:: SUPPLIED TEXT ::
☆ ☆ ☆

SECTION 4. Registrations on Form S-3.
Anything contained in Section 2 to the contrary notwithstanding,
at such time as the Company shall have qualified for the use of Form S-3
promulgated under the Securities Act or any successor form thereto, Investors
who or which hold Restricted Shares (based upon Common Stock equivalents)
constituting at least 20% of the then-outstanding Common Stock and Common Stock
equivalents held by all Investors shall have the right to request in writing an
unlimited number of registrations on Form S-3 or such successor form of
Registrable Shares, which request or requests shall (i) specify the number of
Registrable Shares intended to be sold or disposed of, (ii) state the intended
method of disposition of such Registrable Shares, and (iii) relate to
Registrable Shares having an anticipated aggregate offering price of at least
$500,000; provided, however, that the Company shall have no obligation to
undertake more than one (1) registration on Form S-3 in any six (6) month
period. A requested registration on Form S-3 or any such successor form in
compliance with this Section shall not count as a registration statement
demanded pursuant to Section 2, but shall otherwise be treated as a registration
initiated pursuant to and shall, except as otherwise expressly provided in this
Section, be subject to Section 2.

☆ ☆ ☆

:: EXTRACTED DATA ::
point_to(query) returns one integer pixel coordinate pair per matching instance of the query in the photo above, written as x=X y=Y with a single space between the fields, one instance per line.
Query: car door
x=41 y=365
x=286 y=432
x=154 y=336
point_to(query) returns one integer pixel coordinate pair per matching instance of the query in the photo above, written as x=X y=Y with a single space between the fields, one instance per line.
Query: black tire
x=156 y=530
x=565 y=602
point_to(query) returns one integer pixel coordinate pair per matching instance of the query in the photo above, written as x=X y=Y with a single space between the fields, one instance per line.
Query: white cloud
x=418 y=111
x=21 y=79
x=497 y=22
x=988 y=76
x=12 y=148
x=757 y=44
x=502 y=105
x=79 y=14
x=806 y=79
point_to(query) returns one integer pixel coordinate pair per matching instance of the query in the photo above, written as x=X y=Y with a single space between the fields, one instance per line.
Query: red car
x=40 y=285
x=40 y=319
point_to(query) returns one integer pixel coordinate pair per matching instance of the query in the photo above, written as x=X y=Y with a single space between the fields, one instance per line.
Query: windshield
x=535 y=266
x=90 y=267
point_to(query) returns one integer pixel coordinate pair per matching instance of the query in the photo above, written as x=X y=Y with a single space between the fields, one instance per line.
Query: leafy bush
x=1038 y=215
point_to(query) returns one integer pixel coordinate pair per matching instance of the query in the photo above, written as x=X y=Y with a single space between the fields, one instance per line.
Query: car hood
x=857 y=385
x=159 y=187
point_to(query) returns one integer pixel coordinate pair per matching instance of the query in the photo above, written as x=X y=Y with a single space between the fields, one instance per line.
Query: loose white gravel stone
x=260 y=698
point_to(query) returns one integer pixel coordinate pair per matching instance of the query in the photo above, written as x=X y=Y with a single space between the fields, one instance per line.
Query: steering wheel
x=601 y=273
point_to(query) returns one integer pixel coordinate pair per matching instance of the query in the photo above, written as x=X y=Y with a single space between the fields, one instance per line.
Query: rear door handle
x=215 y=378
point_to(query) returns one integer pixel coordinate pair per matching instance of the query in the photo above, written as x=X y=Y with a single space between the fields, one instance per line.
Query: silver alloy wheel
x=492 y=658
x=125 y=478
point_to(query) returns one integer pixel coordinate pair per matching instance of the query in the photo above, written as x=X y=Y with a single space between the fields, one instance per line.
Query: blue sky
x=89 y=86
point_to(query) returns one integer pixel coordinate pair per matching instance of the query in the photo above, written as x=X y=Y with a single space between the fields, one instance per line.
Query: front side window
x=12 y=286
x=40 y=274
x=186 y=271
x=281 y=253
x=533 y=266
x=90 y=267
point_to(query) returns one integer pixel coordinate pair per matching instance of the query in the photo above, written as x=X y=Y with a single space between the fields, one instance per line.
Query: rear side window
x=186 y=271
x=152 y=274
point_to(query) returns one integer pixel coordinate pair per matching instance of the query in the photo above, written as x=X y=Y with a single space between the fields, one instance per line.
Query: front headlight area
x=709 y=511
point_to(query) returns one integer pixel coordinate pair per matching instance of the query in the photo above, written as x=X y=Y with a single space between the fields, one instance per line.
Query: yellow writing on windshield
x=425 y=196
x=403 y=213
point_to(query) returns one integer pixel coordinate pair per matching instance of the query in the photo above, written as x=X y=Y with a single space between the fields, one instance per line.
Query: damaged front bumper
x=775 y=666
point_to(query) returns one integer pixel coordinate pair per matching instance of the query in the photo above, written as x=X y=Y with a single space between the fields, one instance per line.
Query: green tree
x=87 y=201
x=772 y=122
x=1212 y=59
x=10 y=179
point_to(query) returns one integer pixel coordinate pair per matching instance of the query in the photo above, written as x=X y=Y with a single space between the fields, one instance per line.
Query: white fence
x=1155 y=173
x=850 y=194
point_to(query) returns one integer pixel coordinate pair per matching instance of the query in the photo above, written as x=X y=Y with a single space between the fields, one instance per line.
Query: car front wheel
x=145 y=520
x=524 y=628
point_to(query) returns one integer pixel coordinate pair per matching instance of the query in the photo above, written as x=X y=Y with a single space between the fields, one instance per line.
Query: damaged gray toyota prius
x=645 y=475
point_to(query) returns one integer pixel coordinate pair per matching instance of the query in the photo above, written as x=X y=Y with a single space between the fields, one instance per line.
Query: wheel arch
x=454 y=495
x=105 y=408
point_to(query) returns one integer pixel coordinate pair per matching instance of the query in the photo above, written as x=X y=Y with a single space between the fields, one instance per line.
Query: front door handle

☆ ☆ ☆

:: SHORT EXERCISE 1 ::
Answer these questions from the Form S-3 registration section:
(a) What share of the then-outstanding Common Stock and Common Stock equivalents held by all Investors must the requesting Investors hold?
(b) What is the minimum anticipated aggregate offering price of the Registrable Shares covered by a request?
(c) How many registrations on Form S-3 is the Company obliged to undertake in any six-month period?
:: SHORT EXERCISE 2 ::
Translate this sentence from the Form S-3 registration section into Spanish: "A requested registration on Form S-3 or any such successor form in compliance with this Section shall not count as a registration statement demanded pursuant to Section 2, but shall otherwise be treated as a registration initiated pursuant to and shall, except as otherwise expressly provided in this Section, be subject to Section 2."
:: SHORT EXERCISE 3 ::
Carry the Form S-3 registration section forward from its last sentence.
The material above stands apart from the Form S-3 registration section.

:: EXERCISE RESULT 1 ::
(a) At least 20%.
(b) $500,000.
(c) No more than one.

:: EXERCISE RESULT 2 ::
Una inscripción solicitada en el Formulario S-3 o en cualquier formulario sucesor de este tipo conforme a esta Sección no se computará como una declaración de inscripción exigida en virtud de la Sección 2, pero en lo demás se tratará como una inscripción iniciada en virtud de la misma y, salvo que en esta Sección se disponga expresamente otra cosa, estará sujeta a la Sección 2.

:: EXERCISE RESULT 3 ::
SECTION 5. Holdback Agreement.
If the Company at any time shall register shares of Common Stock
under the Securities Act (including any registration pursuant to Section 2, 3 or
4) for sale to the public, the Stockholders shall not sell, make any short sale
of, grant any option for the purchase of, or otherwise dispose of any Restricted
Shares (other than those shares of Common Stock included in such registration)
without the prior written consent of the Company for a period designated by the
Company in writing to the Stockholders, which period shall not begin more than
10 days prior to the effectiveness of the registration statement pursuant to
which such public offering shall be made and shall not last more than 90 days
after the effective date of such registration statement.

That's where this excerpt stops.